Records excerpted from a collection
============
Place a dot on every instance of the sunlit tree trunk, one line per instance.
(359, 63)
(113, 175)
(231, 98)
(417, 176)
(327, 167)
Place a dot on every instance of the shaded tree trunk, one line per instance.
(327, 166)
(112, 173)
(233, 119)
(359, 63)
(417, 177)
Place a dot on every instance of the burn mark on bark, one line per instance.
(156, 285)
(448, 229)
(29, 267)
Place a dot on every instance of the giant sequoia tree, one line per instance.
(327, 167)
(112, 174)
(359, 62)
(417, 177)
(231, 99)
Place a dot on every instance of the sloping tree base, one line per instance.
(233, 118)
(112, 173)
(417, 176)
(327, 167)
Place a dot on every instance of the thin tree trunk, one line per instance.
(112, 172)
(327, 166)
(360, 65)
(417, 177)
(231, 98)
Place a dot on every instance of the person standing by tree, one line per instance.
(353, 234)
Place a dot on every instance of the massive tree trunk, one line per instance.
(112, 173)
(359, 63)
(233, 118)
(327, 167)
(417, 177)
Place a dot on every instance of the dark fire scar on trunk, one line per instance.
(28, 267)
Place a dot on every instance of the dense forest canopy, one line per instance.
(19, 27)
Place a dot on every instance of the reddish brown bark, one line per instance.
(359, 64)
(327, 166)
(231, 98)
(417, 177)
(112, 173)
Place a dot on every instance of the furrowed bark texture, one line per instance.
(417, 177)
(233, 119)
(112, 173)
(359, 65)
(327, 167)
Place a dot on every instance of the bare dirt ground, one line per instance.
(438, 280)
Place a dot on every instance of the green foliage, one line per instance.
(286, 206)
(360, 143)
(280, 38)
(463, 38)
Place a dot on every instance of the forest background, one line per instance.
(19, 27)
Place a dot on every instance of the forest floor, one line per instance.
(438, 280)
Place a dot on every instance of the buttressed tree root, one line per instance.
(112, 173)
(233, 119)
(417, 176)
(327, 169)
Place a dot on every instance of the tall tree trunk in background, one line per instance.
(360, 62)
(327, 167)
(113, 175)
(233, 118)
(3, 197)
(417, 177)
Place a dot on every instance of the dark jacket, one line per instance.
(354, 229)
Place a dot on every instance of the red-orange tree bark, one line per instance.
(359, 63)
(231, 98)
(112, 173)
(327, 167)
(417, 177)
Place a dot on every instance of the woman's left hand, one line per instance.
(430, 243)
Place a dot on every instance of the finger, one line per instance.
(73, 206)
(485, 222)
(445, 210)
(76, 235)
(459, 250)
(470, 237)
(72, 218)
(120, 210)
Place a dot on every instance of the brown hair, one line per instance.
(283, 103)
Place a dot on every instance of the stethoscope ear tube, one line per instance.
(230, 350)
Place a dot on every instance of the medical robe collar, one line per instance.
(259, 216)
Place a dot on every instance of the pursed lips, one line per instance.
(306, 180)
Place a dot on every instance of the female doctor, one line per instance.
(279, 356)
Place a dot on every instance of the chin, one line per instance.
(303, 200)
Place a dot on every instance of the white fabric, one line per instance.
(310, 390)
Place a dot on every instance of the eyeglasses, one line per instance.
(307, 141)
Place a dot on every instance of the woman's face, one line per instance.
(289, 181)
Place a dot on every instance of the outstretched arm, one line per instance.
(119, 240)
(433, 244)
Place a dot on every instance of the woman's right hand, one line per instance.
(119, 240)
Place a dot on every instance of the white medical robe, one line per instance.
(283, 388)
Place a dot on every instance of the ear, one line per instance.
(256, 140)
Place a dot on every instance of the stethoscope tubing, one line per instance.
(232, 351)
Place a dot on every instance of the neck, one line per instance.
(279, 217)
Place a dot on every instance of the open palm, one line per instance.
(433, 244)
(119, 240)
============
**WORK REQUIRED**
Copy out every line of the data above, exactly as given.

**FINAL ANSWER**
Place a dot on every instance of the sunlit tree trunk, one line per instance.
(359, 63)
(113, 175)
(231, 98)
(417, 176)
(327, 167)
Place a dot on every instance of the shaded tree trunk, one line per instance.
(327, 166)
(112, 173)
(233, 119)
(359, 63)
(417, 177)
Place a dot on every instance of the burn mark on bark, one line per instance.
(156, 285)
(448, 229)
(29, 267)
Place a dot on every instance of the giant sequoia tree, one line per instance.
(327, 167)
(112, 174)
(359, 62)
(417, 177)
(231, 99)
Place a dot on every instance of the sloping tree base, one line per instance.
(233, 118)
(112, 173)
(417, 176)
(327, 167)
Place a dot on every instance of the thin tree trunk, one line per instance.
(112, 172)
(327, 166)
(360, 65)
(417, 177)
(231, 98)
Place a dot on every instance of the person standing by tree, one line per instance.
(353, 234)
Place a dot on every instance of the massive tree trunk, one line per instance.
(112, 173)
(359, 63)
(233, 118)
(327, 167)
(417, 177)
Place a dot on every instance of the dark fire scar on trunk, one line per instance.
(28, 267)
Place a dot on every instance of the dense forest canopy, one line per instance.
(19, 27)
Place a dot on every instance of the reddish brown bark, one line per instance.
(359, 64)
(327, 166)
(231, 98)
(417, 177)
(112, 173)
Place a dot on every instance of the furrowed bark texture, one line per instance.
(417, 177)
(233, 119)
(112, 173)
(359, 65)
(327, 167)
Place a dot on every instance of the bare dirt ground, one line per instance.
(438, 280)
Place a dot on every instance of the green foliage, one line per instance.
(286, 206)
(360, 143)
(280, 38)
(463, 38)
Place a dot on every instance of the forest background, one line per instance.
(19, 27)
Place a dot on every instance of the forest floor, one line per instance.
(438, 280)
Place a dot on every instance of the buttressed tree root, one line per instance.
(112, 173)
(233, 119)
(417, 176)
(327, 169)
Place a dot on every instance of the tall tree trunk in background, one line per instance.
(360, 62)
(327, 167)
(113, 175)
(233, 118)
(3, 197)
(417, 177)
Place a dot on every instance of the dark jacket, one line per instance.
(354, 229)
Place a dot on every instance of the red-orange tree bark, one line per instance.
(359, 63)
(231, 98)
(112, 173)
(327, 167)
(417, 177)
Place a dot on every instance of the woman's left hand, one line per instance.
(430, 243)
Place a dot on every instance of the finger, one line per instance.
(73, 206)
(485, 222)
(445, 210)
(76, 235)
(459, 250)
(470, 237)
(72, 218)
(120, 210)
Place a dot on every instance of the brown hair, one line per instance.
(283, 103)
Place a dot on every instance of the stethoscope ear tube, one line per instance.
(230, 350)
Place a dot on every instance of the medical robe collar, one line per instance.
(259, 216)
Place a dot on every instance of the pursed lips, one line per instance.
(306, 180)
Place a dot on every instance of the female doctor, one line per instance.
(279, 356)
Place a dot on every instance of the chin, one line per instance.
(303, 200)
Place a dot on every instance of the white fabric, one line per instance.
(310, 390)
Place a dot on every instance of the eyeglasses, one line per instance.
(307, 141)
Place a dot on every instance of the woman's face, one line per instance.
(289, 181)
Place a dot on every instance of the outstretched arm, one line per instance.
(119, 240)
(433, 244)
Place a dot on every instance of the woman's right hand, one line per instance.
(119, 240)
Place a dot on every instance of the white medical robe, one line per instance.
(283, 388)
Place a dot on every instance of the ear, one line per instance.
(256, 140)
Place a dot on every instance of the stethoscope tubing, one line per instance.
(232, 351)
Place a dot on every instance of the neck, one line per instance.
(279, 217)
Place a dot on every instance of the open palm, one line per instance.
(433, 244)
(119, 240)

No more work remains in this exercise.